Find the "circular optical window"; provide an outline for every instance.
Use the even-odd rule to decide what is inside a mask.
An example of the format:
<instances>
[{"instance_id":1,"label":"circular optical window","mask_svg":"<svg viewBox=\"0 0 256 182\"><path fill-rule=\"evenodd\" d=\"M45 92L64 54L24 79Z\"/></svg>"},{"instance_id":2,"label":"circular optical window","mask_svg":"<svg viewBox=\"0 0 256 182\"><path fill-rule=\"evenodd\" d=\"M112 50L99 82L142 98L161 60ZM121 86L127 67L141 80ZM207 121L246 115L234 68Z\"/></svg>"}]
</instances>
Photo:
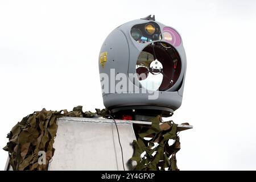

Objectif de l'exercice =>
Transformez toutes les lignes des enregistrements en un tableau Markdown à deux colonnes, « Numéro » et « Ligne », sans les lignes vides. N'incluez pas les images dans la réponse.

Solution du problème =>
| Numéro | Ligne |
|---|---|
| 1 | Find the "circular optical window"; provide an outline for every instance. |
| 2 | Use the even-odd rule to decide what is inside a mask. |
| 3 | An example of the format: |
| 4 | <instances> |
| 5 | [{"instance_id":1,"label":"circular optical window","mask_svg":"<svg viewBox=\"0 0 256 182\"><path fill-rule=\"evenodd\" d=\"M45 92L64 54L24 79Z\"/></svg>"},{"instance_id":2,"label":"circular optical window","mask_svg":"<svg viewBox=\"0 0 256 182\"><path fill-rule=\"evenodd\" d=\"M112 50L99 82L142 98L161 60ZM121 86L127 67L141 80ZM207 121L246 115L234 68Z\"/></svg>"}] |
| 6 | </instances> |
| 7 | Photo: |